● Brief
Only an exact repetition of the lines from the one that holds "Query: large wide" to the end of the records is wanted.

● Records provided
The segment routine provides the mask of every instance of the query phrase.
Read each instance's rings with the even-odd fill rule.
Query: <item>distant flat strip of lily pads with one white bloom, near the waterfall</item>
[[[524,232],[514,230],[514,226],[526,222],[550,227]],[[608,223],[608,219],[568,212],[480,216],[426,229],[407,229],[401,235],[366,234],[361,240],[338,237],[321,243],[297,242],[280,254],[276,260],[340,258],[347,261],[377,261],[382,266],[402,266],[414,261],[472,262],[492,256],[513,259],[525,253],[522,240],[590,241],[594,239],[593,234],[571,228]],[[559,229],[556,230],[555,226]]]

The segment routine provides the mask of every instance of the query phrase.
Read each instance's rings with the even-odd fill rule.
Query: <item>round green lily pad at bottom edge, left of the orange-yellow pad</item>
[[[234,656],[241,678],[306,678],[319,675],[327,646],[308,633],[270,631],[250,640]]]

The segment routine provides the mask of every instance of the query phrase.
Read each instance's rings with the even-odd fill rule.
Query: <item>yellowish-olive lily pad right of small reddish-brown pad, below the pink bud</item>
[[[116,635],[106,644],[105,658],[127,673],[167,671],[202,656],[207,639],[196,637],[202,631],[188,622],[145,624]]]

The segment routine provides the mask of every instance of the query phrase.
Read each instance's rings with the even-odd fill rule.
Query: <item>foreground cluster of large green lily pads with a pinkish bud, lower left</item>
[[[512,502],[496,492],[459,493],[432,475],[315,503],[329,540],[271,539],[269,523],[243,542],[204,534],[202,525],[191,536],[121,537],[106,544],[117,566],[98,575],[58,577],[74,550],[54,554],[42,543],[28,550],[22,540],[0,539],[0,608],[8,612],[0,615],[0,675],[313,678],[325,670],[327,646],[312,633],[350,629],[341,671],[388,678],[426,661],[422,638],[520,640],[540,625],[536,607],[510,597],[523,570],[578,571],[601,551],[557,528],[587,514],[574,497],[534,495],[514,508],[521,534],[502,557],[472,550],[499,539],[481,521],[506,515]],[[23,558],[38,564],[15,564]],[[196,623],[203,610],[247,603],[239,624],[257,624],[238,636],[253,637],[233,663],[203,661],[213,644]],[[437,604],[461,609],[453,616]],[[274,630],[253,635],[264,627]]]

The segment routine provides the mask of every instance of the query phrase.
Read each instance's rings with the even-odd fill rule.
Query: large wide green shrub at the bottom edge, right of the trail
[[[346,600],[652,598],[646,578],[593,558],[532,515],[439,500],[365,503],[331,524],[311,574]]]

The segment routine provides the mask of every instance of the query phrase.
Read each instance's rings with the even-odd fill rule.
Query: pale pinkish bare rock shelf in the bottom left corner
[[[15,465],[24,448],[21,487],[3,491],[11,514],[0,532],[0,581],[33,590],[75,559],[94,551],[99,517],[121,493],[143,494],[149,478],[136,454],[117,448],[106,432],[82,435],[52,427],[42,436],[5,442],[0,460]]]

● Expected answer
Query: large wide green shrub at the bottom edge, right of the trail
[[[346,600],[652,598],[646,578],[593,558],[532,515],[439,500],[365,503],[331,524],[311,574]]]

The segment routine provides the mask of every instance of the query phrase.
Read each instance's rings with the even-odd fill rule.
Query: pale pinkish bare rock shelf in the bottom left corner
[[[15,465],[24,448],[21,487],[3,491],[11,514],[0,532],[0,581],[33,590],[75,559],[94,551],[99,517],[121,493],[143,494],[149,478],[136,454],[117,448],[106,432],[82,435],[52,427],[42,436],[5,442],[0,460]]]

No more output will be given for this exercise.